-- SET PROBLEM --
Can you pull out the lines of the records from the line with "Wanted = one point per instance on the black suv" to the line with "x=67, y=154", both ends included, and reproduce them word for word?

Lines of data
......

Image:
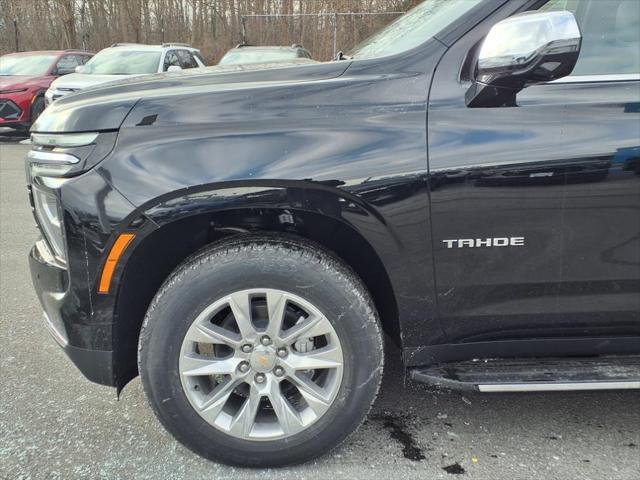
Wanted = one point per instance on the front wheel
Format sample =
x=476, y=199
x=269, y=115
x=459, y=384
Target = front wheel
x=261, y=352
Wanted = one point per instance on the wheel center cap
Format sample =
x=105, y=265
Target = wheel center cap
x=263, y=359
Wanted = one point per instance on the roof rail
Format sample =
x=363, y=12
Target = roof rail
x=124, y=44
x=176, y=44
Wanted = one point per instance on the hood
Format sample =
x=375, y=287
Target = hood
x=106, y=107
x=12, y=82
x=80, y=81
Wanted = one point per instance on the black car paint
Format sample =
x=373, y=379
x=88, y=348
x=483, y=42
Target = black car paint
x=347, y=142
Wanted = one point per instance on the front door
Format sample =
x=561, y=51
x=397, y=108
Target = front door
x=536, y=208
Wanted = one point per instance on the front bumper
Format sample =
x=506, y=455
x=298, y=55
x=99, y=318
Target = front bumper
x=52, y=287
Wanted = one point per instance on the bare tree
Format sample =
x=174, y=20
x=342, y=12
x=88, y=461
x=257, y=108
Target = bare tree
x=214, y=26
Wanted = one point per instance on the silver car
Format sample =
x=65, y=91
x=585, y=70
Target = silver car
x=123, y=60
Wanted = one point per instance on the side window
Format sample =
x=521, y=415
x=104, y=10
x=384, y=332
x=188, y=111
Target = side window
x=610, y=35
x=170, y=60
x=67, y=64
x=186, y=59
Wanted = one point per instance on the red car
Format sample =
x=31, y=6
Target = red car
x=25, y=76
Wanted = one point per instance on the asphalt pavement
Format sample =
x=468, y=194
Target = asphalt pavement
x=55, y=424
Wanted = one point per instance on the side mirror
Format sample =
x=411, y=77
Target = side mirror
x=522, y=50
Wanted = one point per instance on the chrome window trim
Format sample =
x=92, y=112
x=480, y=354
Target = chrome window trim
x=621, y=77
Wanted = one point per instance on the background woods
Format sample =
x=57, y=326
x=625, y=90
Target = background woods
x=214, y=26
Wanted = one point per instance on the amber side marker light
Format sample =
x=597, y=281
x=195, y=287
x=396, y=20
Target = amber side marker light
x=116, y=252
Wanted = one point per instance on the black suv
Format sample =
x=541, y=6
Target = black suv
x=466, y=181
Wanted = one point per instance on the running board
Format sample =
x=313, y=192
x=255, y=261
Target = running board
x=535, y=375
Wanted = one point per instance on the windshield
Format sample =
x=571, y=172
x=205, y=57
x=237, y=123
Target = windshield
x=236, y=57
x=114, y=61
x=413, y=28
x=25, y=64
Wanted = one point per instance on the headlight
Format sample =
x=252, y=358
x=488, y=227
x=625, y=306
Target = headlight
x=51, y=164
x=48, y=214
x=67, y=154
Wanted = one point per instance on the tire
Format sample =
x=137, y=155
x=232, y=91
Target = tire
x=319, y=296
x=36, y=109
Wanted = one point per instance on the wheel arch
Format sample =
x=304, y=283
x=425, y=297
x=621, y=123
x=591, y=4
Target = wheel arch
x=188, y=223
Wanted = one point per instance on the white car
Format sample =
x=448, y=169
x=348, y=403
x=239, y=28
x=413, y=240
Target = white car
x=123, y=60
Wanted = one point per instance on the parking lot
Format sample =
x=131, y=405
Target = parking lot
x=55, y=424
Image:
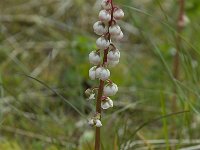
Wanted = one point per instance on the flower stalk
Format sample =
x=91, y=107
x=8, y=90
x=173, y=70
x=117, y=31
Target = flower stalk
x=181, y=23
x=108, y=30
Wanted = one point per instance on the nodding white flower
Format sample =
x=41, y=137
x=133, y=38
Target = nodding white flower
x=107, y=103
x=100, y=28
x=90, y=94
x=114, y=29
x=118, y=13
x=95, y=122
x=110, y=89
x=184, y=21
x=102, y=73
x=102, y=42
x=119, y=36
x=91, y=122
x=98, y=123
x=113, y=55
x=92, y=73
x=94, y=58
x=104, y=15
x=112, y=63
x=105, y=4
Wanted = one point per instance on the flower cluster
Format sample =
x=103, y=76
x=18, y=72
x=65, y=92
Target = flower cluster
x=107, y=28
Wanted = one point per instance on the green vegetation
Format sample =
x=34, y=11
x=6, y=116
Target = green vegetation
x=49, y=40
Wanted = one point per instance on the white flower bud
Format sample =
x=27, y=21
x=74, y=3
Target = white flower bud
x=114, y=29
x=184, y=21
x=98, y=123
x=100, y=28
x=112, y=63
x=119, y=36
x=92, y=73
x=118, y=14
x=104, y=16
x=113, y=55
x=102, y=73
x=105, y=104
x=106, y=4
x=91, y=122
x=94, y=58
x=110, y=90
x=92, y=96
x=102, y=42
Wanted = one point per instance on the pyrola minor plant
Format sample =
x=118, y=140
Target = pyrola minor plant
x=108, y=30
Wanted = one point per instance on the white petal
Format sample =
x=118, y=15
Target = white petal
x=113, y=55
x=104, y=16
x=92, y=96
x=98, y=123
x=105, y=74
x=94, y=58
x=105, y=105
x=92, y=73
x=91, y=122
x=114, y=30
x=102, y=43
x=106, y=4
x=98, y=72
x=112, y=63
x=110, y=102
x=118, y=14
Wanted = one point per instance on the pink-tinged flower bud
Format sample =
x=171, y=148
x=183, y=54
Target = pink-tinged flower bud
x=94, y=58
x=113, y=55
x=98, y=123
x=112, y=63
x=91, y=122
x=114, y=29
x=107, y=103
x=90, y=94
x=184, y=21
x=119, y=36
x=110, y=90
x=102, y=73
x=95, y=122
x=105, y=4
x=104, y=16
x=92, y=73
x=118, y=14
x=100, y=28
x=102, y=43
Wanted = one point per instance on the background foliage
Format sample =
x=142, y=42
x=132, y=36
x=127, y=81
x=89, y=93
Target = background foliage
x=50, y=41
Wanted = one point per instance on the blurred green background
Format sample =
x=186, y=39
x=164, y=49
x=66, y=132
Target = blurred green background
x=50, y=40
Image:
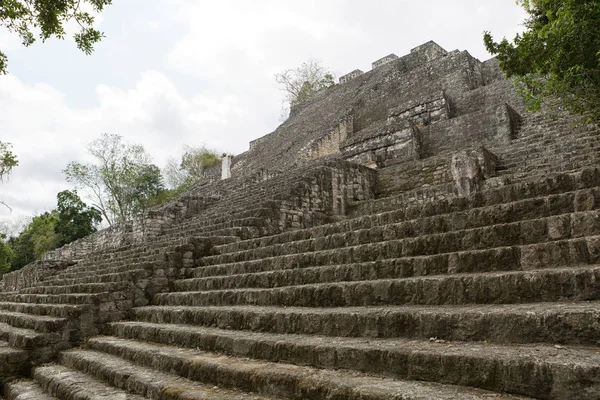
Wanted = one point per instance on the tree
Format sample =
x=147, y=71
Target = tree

......

-- WRITTEN SOLUTION --
Wanted = one point per instance on the black suv
Format sample =
x=541, y=6
Target = black suv
x=466, y=181
Wanted = one point per instance on the running board
Format sample =
x=313, y=192
x=255, y=261
Target = running board
x=535, y=375
Wanted = one point per instance on the windshield
Format sample =
x=571, y=172
x=205, y=57
x=237, y=123
Target = windshield
x=236, y=57
x=114, y=61
x=413, y=28
x=25, y=64
Wanted = one point per instance on the headlight
Format sample =
x=252, y=358
x=488, y=227
x=625, y=306
Target = headlight
x=51, y=164
x=48, y=214
x=67, y=154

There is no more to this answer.